A neutral kijun sen cross Sell signal takes place when a bearish cross happens within the kumo.
WEAK KIJUN SEN CROSS SIGNAL

A weak kijun sen cross Buy signal takes place when a bullish cross happens below the kumo.  
A weak kijun sen cross Sell signal takes place when a bearish cross happens above the kumo.

See the chart in Figure III below for an example of several classifications of the kijun sen cross:

FIGURE III - Kijun Sen Cross Classifications
FIGURE III - Kijun Sen Cross Classifications

Chikou span confirmation

As with the tenkan sen/kijun sen cross strategy, the savvy Ichimoku trader will make good use of the chikou span to confirm any kijun sen cross signal. Each of the three classifications of the kijun sen cross outlined above can be further classified based on the chikou span's location in relation to the price curve at the time of the cross. If the cross is a "Buy" signal and the chikou span is above the price curve at that point in time, this will add greater strength to that buy signal. Likewise, if the cross is a "Sell" signal and the chikou span is below the price curve at that point in time, this will provide additional confirmation to that signal. If the chikou span's location in relation to the price curve is the opposite of the kijun sen cross's sentiment, then that will weaken the signal.

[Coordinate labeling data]
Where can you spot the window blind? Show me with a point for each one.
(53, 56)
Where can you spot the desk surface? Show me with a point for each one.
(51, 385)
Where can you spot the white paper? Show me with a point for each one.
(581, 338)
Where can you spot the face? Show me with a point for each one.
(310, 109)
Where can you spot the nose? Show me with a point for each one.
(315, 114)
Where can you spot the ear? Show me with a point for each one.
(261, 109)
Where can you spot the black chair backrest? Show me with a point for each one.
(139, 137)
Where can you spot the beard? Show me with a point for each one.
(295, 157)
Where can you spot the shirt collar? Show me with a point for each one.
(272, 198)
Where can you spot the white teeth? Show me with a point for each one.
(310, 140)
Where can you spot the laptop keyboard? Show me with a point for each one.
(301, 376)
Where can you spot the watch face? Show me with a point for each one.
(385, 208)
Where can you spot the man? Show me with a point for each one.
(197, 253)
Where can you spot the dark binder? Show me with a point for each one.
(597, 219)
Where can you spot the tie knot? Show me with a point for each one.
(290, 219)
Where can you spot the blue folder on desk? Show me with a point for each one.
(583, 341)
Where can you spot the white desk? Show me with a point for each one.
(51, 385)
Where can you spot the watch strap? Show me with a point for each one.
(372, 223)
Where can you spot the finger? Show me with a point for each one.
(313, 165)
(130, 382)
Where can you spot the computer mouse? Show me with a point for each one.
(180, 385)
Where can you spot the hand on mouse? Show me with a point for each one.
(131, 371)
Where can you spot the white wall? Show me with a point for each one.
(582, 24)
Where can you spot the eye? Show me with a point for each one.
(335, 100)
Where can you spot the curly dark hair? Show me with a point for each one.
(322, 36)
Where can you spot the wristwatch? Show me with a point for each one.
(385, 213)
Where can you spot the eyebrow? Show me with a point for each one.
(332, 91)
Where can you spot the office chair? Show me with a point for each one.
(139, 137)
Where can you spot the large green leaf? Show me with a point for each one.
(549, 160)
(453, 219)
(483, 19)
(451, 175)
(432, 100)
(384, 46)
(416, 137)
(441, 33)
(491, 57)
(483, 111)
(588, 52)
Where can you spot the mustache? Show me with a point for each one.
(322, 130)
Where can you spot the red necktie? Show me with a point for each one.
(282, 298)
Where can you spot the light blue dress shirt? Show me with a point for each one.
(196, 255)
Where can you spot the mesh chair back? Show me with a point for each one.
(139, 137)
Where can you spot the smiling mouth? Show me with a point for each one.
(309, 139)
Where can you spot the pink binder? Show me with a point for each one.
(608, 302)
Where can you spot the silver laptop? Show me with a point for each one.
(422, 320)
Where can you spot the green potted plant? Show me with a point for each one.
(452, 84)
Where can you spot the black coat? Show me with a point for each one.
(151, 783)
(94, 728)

### SHORT PROBLEM
Continue the text on Ichimoku kijun sen cross signals from the point where it ends.

### RESULT OF THIS EXERCISE
Entry

The entry for the kijun sen cross is very straightforward - an order is placed in the direction of the cross once the cross has been solidified by a close. Nevertheless, in accordance with good Ichimoku trading practices, the trader should bear in mind any significant levels of support/resistance near the cross and consider getting a close above those levels before executing their order.

Exit

A trader exits a kijun sen cross trade upon their stop-loss getting triggered when price crossing the kijun sen in the opposite direction of their trade. Thus, it is key that the trader move their stop-loss in lockstep with the movement of the kijun sen in order to maximize their profit.

Stop-Loss Placement

The kijun sen cross strategy is unique among Ichimoku strategies in that the trader's stop-loss is determined and managed by the kijun sen itself. This is due to the kijun sen's strong representation of price equilibrium, which makes it an excellent determinant of sentiment. Thus, if price retraces back below the kijun sen after executing a bullish kijun sen cross, then that is a good indication that insufficient momentum is present to further the nascent bullish sentiment.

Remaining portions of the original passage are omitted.